In the entries below, how many lines contain the word "after"? State the number and nothing more.

Saved entries

Start of Block

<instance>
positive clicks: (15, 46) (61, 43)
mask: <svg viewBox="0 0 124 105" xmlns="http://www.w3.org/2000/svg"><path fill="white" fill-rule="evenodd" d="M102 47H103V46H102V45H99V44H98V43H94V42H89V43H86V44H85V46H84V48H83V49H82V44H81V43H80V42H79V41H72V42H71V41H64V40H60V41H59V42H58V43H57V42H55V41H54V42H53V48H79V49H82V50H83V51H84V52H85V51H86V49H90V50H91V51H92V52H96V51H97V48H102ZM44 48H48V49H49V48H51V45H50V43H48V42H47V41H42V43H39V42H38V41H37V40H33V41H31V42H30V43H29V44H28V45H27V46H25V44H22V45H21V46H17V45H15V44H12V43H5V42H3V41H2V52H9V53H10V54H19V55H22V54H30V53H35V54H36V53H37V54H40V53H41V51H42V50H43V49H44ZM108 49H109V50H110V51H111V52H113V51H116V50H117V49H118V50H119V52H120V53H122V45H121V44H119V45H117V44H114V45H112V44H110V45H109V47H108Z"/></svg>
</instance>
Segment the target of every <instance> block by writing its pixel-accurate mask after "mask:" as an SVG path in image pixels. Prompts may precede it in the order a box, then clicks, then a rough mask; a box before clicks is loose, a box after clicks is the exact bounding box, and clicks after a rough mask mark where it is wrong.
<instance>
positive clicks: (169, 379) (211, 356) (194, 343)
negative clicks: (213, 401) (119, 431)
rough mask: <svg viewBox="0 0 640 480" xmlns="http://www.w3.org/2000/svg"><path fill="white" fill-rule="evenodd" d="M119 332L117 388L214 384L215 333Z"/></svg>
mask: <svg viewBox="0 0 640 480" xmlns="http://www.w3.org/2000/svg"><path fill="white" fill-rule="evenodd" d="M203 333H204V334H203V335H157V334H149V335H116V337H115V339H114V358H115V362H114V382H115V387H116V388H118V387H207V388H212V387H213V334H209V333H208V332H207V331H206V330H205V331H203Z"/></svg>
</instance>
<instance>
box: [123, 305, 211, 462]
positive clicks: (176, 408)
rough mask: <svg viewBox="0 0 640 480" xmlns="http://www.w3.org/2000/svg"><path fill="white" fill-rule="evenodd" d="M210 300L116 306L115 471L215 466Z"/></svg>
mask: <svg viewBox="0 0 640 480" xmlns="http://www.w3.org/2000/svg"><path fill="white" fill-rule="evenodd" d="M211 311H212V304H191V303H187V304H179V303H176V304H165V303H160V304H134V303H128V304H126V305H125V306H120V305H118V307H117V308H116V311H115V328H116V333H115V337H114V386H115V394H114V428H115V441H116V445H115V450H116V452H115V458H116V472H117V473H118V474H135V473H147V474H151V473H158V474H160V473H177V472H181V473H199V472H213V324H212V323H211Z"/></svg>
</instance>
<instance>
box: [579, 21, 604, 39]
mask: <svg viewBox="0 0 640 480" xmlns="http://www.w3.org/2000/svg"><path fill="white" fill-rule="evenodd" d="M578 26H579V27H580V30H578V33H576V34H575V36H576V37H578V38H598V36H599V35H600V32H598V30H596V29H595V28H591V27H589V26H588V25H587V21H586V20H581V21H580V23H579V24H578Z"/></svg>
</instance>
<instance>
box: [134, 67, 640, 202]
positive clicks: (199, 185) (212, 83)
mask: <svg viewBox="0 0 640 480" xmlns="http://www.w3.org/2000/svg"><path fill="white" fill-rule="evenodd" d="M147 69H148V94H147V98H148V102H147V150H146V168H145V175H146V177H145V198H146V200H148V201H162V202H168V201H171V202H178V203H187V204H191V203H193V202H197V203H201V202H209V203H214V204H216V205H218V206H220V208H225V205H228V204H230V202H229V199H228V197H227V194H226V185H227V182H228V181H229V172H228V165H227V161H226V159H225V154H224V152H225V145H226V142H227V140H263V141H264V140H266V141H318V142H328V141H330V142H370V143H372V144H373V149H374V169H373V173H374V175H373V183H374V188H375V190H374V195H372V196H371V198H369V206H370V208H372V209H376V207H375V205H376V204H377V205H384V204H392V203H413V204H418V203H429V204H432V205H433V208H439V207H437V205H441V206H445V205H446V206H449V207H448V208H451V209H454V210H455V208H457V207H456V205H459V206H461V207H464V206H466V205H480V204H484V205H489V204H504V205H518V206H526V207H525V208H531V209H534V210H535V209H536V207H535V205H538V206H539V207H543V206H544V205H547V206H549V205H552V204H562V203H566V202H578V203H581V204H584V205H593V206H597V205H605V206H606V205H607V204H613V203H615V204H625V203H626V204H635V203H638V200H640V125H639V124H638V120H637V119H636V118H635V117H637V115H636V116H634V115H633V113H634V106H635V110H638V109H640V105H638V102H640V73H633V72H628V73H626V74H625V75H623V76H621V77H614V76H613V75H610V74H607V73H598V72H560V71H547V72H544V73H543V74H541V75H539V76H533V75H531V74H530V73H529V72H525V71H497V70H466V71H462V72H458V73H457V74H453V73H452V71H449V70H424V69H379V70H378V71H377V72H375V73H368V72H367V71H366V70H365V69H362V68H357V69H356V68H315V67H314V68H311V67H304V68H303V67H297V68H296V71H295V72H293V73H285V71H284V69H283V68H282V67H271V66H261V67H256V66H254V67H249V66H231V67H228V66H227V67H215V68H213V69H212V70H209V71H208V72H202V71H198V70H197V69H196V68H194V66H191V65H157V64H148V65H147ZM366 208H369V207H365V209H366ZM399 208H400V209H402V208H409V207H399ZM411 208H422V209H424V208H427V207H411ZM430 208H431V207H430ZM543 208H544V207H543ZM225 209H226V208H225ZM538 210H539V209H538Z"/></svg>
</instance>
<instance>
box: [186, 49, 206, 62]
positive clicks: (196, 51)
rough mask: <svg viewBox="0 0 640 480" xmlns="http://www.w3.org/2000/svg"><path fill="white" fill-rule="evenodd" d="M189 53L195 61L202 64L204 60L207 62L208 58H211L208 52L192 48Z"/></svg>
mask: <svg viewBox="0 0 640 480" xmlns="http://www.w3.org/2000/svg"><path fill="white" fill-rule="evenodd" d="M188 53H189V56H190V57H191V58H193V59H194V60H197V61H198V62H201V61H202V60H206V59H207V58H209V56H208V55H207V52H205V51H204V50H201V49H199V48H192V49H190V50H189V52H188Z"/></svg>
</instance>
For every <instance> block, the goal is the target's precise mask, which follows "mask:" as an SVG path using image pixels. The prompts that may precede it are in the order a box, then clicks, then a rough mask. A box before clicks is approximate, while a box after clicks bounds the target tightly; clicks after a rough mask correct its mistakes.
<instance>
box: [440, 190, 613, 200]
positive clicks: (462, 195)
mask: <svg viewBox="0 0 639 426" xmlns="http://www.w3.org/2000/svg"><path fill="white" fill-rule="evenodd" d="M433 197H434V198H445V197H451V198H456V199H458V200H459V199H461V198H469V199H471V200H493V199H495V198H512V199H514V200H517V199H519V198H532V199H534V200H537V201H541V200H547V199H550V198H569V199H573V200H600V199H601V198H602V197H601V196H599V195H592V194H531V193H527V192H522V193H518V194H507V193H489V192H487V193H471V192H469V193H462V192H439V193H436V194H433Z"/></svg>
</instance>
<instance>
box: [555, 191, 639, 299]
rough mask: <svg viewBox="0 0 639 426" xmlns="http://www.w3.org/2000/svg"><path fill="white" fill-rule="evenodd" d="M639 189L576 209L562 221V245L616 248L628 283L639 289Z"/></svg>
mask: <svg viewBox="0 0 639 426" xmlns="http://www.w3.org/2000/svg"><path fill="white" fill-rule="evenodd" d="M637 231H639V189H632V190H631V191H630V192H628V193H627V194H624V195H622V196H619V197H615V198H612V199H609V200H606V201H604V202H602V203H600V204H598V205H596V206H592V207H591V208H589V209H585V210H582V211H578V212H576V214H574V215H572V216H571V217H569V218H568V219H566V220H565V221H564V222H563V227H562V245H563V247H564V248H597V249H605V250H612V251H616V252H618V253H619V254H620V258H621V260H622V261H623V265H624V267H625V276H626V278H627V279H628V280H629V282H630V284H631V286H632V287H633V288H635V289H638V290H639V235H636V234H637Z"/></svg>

End of Block

Solution for this exercise:
2